(Some material)
━━━
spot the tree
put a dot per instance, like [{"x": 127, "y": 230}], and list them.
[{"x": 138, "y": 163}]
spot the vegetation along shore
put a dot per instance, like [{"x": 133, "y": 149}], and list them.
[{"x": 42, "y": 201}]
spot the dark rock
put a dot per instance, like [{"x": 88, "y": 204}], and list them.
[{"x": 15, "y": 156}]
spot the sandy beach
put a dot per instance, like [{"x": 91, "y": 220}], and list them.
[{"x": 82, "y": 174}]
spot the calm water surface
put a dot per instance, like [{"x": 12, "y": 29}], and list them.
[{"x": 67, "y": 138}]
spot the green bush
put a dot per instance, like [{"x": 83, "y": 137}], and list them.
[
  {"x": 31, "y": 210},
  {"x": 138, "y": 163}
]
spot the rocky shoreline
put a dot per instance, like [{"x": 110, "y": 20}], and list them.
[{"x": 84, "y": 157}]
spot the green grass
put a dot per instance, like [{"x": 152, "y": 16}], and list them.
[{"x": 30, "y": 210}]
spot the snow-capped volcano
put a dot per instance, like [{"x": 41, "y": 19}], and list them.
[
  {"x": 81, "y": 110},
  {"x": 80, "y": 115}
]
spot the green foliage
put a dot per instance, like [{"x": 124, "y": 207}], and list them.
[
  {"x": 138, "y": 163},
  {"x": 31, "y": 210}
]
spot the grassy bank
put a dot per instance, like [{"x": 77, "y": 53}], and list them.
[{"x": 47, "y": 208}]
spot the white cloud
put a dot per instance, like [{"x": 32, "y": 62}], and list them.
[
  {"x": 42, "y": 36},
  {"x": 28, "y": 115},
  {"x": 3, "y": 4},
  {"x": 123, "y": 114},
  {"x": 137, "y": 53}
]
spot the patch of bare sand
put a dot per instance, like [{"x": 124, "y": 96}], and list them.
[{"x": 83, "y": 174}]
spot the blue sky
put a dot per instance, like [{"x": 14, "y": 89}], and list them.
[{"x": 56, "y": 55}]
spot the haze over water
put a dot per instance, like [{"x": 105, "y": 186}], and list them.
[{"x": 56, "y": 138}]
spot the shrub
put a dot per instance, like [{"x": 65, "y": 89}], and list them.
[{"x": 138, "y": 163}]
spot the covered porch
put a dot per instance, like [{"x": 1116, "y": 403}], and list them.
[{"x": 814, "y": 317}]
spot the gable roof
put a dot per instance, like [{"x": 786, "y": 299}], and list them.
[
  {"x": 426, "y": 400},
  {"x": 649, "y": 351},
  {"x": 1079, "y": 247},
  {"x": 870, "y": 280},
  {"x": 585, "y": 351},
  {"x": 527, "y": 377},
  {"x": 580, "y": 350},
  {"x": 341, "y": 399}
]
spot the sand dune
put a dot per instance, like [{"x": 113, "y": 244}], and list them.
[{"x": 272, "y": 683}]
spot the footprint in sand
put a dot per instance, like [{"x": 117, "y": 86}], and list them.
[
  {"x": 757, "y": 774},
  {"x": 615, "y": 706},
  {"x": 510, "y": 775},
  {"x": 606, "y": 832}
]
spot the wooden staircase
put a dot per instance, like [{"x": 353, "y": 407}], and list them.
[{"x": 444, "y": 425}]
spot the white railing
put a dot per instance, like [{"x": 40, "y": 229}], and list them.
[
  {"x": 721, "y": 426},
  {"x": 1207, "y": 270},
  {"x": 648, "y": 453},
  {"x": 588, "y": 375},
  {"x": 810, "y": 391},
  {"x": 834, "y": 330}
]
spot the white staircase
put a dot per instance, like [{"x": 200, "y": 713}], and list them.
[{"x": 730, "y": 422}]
━━━
Reproduce every line of the material above word for word, with nothing added or left out.

spot the tree
put a dot per instance, like [{"x": 127, "y": 230}], and list them.
[{"x": 138, "y": 163}]
spot the vegetation along shore
put a dot per instance, like [{"x": 133, "y": 149}], and list them.
[{"x": 42, "y": 201}]
spot the dark rock
put a dot per instance, like [{"x": 88, "y": 204}], and list them.
[{"x": 15, "y": 156}]
spot the sandy beach
put a dot per instance, like [{"x": 91, "y": 220}], and list them.
[{"x": 82, "y": 174}]
spot the calm water surface
put a dot per instance, like [{"x": 12, "y": 29}], and list them.
[{"x": 67, "y": 138}]
spot the green bush
put a dot per instance, like [{"x": 83, "y": 137}], and list them.
[
  {"x": 31, "y": 210},
  {"x": 138, "y": 163}
]
spot the rocky shoreline
put a dot per instance, like [{"x": 110, "y": 20}], and list them.
[{"x": 84, "y": 157}]
spot the green grass
put a dot per instance, like [{"x": 152, "y": 16}], and list them.
[{"x": 30, "y": 210}]
spot the snow-capped volcano
put a dot per instance, like [{"x": 41, "y": 19}], and list them.
[
  {"x": 81, "y": 110},
  {"x": 80, "y": 115}
]
spot the green foliage
put a dot per instance, like [{"x": 124, "y": 207}], and list them.
[
  {"x": 138, "y": 163},
  {"x": 31, "y": 210}
]
spot the grassy bank
put a dot per instance, like [{"x": 77, "y": 53}], and list them.
[{"x": 47, "y": 208}]
spot the white cloud
put a dot per instance, like [{"x": 32, "y": 62}], and list them.
[
  {"x": 42, "y": 36},
  {"x": 28, "y": 115},
  {"x": 3, "y": 4},
  {"x": 123, "y": 114},
  {"x": 137, "y": 53}
]
spot the patch of bare sand
put a dot per instance, like [{"x": 124, "y": 96}], and list them.
[{"x": 83, "y": 174}]
spot the blue sky
put a dot per instance, like [{"x": 14, "y": 89}], and list them.
[{"x": 56, "y": 55}]
spot the haze over water
put a dot per instance, like [{"x": 105, "y": 186}], and list them.
[{"x": 56, "y": 138}]
spot the shrub
put a dot per instance, like [{"x": 65, "y": 89}], and list them.
[{"x": 138, "y": 163}]
spot the covered porch
put a dot per instance, like [{"x": 1116, "y": 403}], and list them.
[{"x": 814, "y": 317}]
spot the gable roof
put a dot per instance, like [{"x": 786, "y": 299}], and list them.
[
  {"x": 426, "y": 400},
  {"x": 649, "y": 351},
  {"x": 1079, "y": 247},
  {"x": 870, "y": 280},
  {"x": 585, "y": 351},
  {"x": 527, "y": 377},
  {"x": 580, "y": 350},
  {"x": 341, "y": 399}
]
spot the sand dune
put a dot per instance, like [{"x": 113, "y": 244}], and list them.
[{"x": 272, "y": 683}]
spot the footprint in sand
put a dot per instance, like [{"x": 117, "y": 86}], and list them.
[
  {"x": 757, "y": 774},
  {"x": 615, "y": 706},
  {"x": 510, "y": 775},
  {"x": 606, "y": 832}
]
spot the wooden staircase
put a dot per instance, like [{"x": 353, "y": 407}], and list them.
[{"x": 444, "y": 425}]
spot the white railing
put a dot per instance, like [{"x": 40, "y": 229}], and list them.
[
  {"x": 721, "y": 426},
  {"x": 1207, "y": 270},
  {"x": 648, "y": 453},
  {"x": 588, "y": 375},
  {"x": 810, "y": 391},
  {"x": 834, "y": 330}
]
spot the white staircase
put a dot per instance, like [{"x": 200, "y": 713}], and list them.
[{"x": 730, "y": 422}]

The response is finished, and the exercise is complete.